Records
------------------------------
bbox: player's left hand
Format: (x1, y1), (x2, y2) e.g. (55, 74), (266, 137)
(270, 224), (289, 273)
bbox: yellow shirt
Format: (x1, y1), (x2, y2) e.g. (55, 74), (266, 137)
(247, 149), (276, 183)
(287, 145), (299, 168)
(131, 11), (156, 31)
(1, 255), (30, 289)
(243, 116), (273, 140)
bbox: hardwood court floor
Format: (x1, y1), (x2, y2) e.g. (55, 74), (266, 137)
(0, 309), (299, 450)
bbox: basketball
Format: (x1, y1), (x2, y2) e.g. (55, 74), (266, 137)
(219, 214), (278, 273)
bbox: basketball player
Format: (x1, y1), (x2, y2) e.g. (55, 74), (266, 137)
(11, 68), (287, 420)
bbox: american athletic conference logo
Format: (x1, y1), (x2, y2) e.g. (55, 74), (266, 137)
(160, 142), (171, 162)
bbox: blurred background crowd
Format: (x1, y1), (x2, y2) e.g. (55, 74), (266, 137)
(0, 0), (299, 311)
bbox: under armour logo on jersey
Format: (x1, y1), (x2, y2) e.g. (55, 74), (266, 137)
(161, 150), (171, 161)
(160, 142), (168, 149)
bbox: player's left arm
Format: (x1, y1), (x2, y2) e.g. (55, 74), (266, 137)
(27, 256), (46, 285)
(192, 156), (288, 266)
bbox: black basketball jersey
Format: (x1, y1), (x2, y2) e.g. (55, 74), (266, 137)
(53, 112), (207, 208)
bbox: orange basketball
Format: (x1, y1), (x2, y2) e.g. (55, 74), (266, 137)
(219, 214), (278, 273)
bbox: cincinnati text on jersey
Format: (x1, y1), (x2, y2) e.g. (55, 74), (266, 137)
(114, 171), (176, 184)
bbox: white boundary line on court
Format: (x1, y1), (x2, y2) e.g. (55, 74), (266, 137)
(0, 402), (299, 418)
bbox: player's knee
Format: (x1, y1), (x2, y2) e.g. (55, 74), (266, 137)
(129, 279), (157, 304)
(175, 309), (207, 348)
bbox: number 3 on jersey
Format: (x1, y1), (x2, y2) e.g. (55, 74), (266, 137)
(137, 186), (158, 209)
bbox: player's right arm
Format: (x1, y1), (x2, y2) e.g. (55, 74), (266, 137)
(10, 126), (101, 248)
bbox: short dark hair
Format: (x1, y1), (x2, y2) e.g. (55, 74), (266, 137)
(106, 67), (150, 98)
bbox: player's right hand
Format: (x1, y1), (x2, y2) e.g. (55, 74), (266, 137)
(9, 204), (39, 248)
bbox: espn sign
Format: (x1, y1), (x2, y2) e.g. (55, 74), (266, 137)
------------------------------
◆ **What is required**:
Locate each line in the listing above that contains the string "basketball", treating uppercase and lowercase as different, and copy those lines out.

◆ **Output of the exercise**:
bbox: basketball
bbox: basketball player
bbox: black basketball jersey
bbox: orange basketball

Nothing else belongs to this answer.